[Text block]:
==================================================

8.12                         Shareholder Loan Agreements

 

The Shareholder Loan Agreements, containing the terms and conditions of the shareholder loans to be provided to the relevant members of the JV Group in accordance with Clause 5.3 of the Contribution Agreement, are attached hereto as Schedule 8.12.

 

8.13                         Allocation of Nutreco Activities

 

The Allocation of Nutreco Activities by country and region as referred to in Clause 2.3.1 of the Contribution Agreement will be reflected in the Nutreco Closing Financial Statements. Schedule 2 (Part 4) to the Contribution Agreement shall be amended and read accordingly.

 

8.14                         Allocation of Stolt Activities

 

The Allocation of Stolt Activities referred to in Clause 2.3.1 of the Contribution Agreement is attached hereto as Schedule 8.14. Schedule 3 (Part 4) to the Contribution Agreement shall be amended and read according to Schedule 8.14 to this Amendment Agreement.

 

9.                                       Supply Agreement

 

The Parties shall negotiate and agree within 4 (four) weeks after the Closing Date the terms of the Supply Agreement in accordance with the term sheet included in Schedule 6 of the Contribution Agreement. Until the execution of the final documentation, the term sheet set forth in Schedule 6 of the Contribution Agreement and the Current Agreement shall constitute the Supply Agreement referred to in Clause 5.2.2 (x)(6) of the Contribution Agreement, provided that in case of conflict between the provisions of the term sheet and the current existing feed agreements, the provisions of the term sheet shall prevail.

==================================================

Using the agreement excerpt, answer these:
1. Which schedule holds the Allocation of Stolt Activities?
2. In which statements will the Allocation of Nutreco Activities be reflected?
3. Within how many weeks after the Closing Date must the Parties agree the terms of the Supply Agreement?

[Data extract]:
==================================================

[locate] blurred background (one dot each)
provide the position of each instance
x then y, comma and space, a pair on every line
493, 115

==================================================

[Solution to this problem]:
1. Schedule 8.14
2. The Nutreco Closing Financial Statements
3. 4 (four) weeks